Repeat every line of the following material exactly.

------------

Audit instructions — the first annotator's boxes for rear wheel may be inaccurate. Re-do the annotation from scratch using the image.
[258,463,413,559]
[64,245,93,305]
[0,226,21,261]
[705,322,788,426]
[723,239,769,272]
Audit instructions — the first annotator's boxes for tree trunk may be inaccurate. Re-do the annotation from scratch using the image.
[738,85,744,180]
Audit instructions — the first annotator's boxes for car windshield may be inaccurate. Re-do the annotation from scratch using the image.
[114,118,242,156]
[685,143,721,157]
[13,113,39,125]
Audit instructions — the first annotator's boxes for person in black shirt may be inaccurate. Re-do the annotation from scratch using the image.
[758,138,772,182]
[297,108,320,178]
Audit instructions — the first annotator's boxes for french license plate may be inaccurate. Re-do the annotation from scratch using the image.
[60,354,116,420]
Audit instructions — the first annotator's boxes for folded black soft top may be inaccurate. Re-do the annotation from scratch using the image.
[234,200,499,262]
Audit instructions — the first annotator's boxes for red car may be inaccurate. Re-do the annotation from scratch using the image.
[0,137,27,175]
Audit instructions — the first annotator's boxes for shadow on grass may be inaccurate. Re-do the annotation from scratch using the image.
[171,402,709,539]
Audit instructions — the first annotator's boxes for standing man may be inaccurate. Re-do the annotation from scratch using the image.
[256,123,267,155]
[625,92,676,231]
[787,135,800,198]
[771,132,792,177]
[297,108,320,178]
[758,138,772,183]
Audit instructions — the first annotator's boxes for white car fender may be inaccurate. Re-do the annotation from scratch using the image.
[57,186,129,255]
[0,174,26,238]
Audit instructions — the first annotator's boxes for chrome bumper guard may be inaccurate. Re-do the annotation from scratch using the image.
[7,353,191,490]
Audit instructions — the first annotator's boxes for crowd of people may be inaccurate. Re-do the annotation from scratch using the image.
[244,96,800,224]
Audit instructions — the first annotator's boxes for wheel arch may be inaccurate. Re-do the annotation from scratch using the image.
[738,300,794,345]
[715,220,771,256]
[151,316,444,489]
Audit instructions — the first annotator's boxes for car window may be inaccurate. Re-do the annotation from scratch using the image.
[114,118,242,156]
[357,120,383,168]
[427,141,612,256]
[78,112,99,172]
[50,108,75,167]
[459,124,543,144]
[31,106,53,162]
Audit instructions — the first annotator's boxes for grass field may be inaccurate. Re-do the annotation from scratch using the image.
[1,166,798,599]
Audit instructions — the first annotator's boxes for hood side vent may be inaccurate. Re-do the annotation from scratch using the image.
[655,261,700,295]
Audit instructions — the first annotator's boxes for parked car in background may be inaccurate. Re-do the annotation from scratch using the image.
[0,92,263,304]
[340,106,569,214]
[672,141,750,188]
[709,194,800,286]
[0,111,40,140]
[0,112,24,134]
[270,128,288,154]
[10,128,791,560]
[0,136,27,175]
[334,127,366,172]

------------

Written answer:
Audit instructions — the first annotator's boxes for rear wheel may be inaccurate. Re-do the annotation from scratch using the image.
[258,463,413,559]
[64,245,93,305]
[0,226,21,261]
[705,322,788,426]
[723,239,769,272]
Audit instructions — the first annotator's boxes for tree trunk may be inaccurate. Re-do the annotation from scratch using the image.
[738,85,744,180]
Audit instructions — the first annotator's boxes for car windshield may be inaccurate. Re-do the annotation from scratch using the image.
[114,118,242,156]
[685,143,721,157]
[13,113,39,125]
Audit instructions — the first annotator's boxes for person in black shirt may be inaccurate. Re-do the annotation from scratch using the image.
[758,138,772,182]
[297,108,320,178]
Audit instructions — the first annotator's boxes for french license plate may be inaccurate. Re-do the annotation from scratch using the image.
[60,354,116,420]
Audit instructions — the first annotator's boxes for folded black soft top may be inaccurate. Re-do the annotation from scratch using the image.
[234,200,499,262]
Audit instructions — the first annotator's boxes for red car may be inaccurate. Re-do the annotation from scratch using the image.
[0,137,27,175]
Audit instructions — the first annotator's boxes for shadow on grass may be inaccurate. Re-do the annotation from scratch using the image.
[171,402,709,539]
Audit instructions — the first annotator's boxes for standing man may be inaccurate. Re-do the annotation from scratch using the image.
[256,123,267,155]
[625,92,676,231]
[787,135,800,198]
[771,132,792,177]
[297,108,320,178]
[758,138,772,183]
Audit instructions — the first annotator's boxes for white car fender may be inaccurate. Re-do the annotation from scratch using the image.
[57,186,129,255]
[0,174,26,238]
Audit instructions — the first annotator's boxes for chrome bumper guard may be inaccurate. Re-do the annotation from scratch using the image.
[7,353,191,490]
Audit instructions — the first annotator's boxes for crowd of people may be inaccurate. Re-do the annotation from scratch using the image.
[244,96,800,224]
Audit instructions — the first annotator's boxes for wheel arch may be inaccurate. Re-do the annotation from scratch using the image.
[738,300,794,345]
[715,220,771,256]
[151,316,444,489]
Audit instructions — the first annotator's boxes for car window may be inaccurate. Re-do the annotation from scratch using the image.
[114,118,242,156]
[357,120,383,168]
[427,141,612,256]
[78,112,99,172]
[50,108,75,167]
[459,124,543,144]
[31,106,53,162]
Audit instructions — the first annotator's boxes for grass field may be inaccurate. Re-do the annotation from scratch using the image.
[1,166,798,599]
Audit instructions — the first annotator's boxes for hood side vent may be inaccurate. Re-do the annotation from scratch using the image.
[655,261,700,295]
Audit instructions — the first annotator's boxes for parked car in background may be inaccurate. Re-do the annotation from scratch using the image.
[0,92,263,304]
[340,106,569,214]
[672,141,750,188]
[709,194,800,286]
[0,111,40,140]
[0,112,24,134]
[270,128,288,154]
[10,128,791,560]
[0,136,27,175]
[334,127,366,172]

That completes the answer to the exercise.